● Task objective
In the entries that follow, identify the line containing "[locate] blue and" and return it together with all later lines, exactly as they appear.

◇ ◇ ◇ ◇

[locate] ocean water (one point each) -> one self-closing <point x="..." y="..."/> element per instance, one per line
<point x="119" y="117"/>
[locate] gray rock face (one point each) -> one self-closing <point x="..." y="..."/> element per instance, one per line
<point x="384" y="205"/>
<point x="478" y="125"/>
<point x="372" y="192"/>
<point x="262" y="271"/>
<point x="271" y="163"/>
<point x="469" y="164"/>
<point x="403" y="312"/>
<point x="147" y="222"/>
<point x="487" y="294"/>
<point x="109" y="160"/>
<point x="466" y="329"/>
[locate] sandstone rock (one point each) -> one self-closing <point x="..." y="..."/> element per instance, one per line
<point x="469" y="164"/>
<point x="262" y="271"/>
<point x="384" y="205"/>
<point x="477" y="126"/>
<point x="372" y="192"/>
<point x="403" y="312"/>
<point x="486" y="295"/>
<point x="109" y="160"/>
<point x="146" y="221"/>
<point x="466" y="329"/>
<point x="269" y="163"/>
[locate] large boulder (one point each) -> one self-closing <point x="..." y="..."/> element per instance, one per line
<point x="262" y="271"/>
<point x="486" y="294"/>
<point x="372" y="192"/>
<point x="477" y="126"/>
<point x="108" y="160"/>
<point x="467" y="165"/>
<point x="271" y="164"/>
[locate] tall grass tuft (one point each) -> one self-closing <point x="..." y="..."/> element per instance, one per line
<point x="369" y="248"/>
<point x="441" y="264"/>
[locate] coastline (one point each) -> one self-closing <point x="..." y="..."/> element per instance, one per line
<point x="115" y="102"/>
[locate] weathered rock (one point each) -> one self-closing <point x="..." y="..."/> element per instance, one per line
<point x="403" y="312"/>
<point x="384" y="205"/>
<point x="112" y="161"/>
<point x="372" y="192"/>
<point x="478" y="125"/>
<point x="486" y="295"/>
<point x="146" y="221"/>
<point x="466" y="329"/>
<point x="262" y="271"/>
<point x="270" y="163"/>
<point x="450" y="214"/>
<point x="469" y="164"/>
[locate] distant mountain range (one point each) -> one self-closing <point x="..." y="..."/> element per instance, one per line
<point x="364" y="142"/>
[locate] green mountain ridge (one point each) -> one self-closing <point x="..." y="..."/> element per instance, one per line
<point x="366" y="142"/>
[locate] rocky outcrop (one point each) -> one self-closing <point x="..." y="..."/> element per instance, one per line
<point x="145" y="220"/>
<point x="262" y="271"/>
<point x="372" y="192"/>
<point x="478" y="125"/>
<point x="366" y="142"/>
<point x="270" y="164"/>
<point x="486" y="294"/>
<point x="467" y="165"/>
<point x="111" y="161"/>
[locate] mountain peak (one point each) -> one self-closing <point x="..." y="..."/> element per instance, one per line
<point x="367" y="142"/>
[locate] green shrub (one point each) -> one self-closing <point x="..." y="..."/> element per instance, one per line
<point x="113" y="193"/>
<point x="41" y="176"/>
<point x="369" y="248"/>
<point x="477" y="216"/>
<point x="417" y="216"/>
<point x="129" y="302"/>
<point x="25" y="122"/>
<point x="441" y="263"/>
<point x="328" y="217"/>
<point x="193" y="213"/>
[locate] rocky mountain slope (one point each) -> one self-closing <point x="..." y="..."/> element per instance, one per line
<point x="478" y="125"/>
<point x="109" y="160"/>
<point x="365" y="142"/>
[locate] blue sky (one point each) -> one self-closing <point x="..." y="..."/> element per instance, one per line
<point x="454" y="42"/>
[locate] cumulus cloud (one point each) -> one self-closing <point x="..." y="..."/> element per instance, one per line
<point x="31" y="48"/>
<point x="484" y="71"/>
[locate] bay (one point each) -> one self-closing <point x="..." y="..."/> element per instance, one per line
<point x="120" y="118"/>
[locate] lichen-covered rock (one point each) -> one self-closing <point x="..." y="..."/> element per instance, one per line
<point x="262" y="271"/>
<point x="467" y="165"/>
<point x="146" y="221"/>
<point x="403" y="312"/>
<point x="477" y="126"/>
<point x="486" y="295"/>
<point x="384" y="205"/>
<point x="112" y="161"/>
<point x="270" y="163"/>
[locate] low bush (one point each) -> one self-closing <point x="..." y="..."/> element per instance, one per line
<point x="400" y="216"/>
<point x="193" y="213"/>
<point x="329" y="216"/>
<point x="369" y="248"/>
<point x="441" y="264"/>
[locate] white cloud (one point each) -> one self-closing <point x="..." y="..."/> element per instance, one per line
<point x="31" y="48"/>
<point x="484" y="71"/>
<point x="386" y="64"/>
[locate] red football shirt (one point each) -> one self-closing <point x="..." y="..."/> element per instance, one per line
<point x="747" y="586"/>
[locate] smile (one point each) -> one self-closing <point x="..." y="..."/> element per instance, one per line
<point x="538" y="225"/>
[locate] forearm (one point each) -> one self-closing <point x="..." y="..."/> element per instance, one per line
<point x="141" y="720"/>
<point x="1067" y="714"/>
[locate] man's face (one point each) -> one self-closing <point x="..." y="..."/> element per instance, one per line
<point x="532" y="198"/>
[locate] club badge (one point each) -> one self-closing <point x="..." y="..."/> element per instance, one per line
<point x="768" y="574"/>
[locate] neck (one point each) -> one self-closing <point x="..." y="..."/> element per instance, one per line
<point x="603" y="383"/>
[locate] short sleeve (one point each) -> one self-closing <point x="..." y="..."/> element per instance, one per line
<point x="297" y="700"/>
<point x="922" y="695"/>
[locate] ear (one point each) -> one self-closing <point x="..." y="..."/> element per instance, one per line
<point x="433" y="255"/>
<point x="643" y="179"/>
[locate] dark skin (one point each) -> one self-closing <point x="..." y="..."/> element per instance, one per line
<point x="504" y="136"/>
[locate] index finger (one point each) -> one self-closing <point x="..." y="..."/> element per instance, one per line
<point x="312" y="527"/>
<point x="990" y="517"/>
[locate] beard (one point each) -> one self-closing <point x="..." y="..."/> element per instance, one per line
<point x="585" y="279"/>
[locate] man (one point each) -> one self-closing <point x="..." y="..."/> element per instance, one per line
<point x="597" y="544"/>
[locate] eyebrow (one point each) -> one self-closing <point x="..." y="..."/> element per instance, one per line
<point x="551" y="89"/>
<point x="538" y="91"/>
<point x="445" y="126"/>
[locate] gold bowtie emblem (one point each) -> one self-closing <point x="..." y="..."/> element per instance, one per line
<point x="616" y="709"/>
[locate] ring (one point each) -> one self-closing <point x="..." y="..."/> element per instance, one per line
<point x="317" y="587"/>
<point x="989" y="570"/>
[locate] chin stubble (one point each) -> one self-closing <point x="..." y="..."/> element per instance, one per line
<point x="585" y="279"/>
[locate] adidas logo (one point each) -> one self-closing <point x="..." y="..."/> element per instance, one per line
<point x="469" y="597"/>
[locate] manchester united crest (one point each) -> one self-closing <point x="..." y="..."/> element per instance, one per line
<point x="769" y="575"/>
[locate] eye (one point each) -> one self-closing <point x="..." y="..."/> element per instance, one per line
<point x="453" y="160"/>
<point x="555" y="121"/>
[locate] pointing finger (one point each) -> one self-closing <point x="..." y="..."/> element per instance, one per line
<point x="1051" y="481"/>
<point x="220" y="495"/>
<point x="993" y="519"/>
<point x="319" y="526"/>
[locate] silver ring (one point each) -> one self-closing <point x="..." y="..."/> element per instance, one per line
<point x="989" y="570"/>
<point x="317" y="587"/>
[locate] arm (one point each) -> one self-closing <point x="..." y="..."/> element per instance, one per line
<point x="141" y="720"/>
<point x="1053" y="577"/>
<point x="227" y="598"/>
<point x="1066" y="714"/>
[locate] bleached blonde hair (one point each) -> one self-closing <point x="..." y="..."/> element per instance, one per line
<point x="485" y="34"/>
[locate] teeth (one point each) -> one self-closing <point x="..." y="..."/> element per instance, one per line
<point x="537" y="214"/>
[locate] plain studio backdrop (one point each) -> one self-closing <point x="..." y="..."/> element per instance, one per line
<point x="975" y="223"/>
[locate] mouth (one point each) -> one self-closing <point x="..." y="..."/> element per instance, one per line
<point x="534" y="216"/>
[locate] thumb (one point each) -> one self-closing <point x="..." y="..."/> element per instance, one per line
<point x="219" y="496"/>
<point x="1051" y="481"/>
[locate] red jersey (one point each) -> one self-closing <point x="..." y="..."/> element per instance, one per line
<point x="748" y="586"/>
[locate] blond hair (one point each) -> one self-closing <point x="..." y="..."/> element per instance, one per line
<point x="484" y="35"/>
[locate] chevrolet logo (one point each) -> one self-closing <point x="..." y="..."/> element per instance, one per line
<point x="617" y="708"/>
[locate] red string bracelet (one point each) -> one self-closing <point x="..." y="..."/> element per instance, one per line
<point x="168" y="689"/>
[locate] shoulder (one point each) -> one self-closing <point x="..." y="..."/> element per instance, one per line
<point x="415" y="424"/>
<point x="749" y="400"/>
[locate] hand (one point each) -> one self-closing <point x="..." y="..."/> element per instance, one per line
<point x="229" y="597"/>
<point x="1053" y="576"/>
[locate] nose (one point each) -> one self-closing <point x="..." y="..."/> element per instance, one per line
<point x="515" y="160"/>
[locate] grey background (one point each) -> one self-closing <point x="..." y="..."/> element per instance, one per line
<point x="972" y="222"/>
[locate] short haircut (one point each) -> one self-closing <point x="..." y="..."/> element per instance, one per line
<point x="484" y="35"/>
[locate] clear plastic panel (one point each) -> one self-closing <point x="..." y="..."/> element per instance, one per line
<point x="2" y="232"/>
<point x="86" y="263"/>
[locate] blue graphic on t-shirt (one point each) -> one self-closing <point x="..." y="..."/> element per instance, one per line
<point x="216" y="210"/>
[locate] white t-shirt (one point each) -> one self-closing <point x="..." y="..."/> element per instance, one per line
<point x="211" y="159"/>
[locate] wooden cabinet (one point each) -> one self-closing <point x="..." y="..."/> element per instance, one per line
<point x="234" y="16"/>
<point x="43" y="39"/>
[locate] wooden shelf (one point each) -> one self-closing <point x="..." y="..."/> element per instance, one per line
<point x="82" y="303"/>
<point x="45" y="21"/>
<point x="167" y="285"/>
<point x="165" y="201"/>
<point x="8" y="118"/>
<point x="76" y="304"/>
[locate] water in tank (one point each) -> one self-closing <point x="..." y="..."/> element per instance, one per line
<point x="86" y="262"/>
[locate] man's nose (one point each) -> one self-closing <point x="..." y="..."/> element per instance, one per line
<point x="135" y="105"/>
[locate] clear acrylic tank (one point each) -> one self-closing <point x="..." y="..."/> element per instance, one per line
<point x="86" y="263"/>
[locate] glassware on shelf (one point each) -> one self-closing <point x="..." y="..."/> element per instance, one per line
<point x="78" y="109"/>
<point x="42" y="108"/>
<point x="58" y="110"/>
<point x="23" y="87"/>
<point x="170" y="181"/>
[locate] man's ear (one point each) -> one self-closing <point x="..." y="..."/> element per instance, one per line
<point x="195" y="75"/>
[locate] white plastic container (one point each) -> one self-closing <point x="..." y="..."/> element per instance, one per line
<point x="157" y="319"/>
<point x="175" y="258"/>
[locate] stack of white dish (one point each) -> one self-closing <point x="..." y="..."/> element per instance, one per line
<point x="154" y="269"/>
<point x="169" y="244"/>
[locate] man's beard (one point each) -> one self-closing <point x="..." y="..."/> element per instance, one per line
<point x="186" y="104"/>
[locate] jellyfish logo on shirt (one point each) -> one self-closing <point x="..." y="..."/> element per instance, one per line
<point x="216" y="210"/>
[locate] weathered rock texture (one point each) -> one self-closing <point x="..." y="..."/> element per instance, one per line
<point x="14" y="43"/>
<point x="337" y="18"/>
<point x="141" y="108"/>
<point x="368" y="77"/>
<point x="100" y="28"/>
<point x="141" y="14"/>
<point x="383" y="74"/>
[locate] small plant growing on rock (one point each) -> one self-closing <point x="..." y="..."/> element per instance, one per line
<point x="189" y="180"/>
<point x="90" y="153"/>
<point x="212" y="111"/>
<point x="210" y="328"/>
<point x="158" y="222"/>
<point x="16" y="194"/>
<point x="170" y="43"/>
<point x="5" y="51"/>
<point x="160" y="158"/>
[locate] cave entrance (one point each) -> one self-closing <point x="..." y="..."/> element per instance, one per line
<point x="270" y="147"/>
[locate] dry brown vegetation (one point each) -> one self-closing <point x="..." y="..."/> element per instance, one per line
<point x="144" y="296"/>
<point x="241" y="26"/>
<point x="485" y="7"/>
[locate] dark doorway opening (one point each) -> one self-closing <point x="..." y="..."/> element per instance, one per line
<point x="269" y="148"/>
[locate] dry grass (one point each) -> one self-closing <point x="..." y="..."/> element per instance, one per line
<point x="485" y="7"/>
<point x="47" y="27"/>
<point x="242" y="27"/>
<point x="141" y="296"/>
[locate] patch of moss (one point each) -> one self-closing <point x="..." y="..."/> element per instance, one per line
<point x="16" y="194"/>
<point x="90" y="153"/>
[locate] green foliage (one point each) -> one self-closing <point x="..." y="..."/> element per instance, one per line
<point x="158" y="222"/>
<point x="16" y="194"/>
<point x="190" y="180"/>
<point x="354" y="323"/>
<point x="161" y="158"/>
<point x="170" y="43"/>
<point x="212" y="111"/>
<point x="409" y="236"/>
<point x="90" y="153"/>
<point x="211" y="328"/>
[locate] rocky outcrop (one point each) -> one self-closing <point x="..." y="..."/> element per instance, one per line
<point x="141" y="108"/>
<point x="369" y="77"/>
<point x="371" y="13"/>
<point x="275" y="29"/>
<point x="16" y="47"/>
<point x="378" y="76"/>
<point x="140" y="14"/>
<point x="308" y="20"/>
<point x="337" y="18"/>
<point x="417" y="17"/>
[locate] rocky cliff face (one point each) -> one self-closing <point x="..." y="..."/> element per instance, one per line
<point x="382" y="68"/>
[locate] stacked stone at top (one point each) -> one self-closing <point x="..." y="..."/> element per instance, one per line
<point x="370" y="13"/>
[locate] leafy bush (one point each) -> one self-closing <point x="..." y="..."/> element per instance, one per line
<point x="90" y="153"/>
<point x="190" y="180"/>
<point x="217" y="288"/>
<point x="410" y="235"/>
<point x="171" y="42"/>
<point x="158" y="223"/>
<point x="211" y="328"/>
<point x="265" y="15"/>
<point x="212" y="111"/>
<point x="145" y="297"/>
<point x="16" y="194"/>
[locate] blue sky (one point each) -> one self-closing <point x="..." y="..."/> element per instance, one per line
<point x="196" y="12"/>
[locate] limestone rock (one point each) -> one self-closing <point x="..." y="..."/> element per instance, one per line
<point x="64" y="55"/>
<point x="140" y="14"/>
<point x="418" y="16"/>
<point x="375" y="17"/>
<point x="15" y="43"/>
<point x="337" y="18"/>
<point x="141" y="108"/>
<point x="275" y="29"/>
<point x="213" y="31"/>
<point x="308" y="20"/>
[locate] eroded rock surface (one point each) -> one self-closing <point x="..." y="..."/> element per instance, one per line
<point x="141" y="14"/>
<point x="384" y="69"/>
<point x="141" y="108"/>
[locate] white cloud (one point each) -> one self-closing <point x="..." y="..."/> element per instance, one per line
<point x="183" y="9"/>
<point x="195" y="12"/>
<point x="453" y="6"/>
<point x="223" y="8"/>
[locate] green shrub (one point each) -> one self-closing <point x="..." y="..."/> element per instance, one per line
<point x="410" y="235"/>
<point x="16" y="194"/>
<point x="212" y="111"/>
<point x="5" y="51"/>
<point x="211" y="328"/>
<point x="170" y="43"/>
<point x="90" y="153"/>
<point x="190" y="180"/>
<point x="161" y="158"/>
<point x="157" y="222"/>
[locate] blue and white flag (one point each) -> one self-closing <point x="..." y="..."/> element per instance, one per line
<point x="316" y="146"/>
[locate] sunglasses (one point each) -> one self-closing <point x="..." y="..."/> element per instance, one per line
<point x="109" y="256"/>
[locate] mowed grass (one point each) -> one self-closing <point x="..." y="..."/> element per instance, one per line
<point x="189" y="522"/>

◇ ◇ ◇ ◇

● Exercise response
[locate] blue and white flag (one point each) -> one self-closing <point x="..." y="..."/> element per instance, one per line
<point x="316" y="146"/>
[locate] sunglasses (one point each) -> one self-closing <point x="..." y="..."/> element per instance, one per line
<point x="109" y="256"/>
[locate] mowed grass (one point each) -> one self-closing <point x="..." y="..."/> element per instance, one per line
<point x="189" y="522"/>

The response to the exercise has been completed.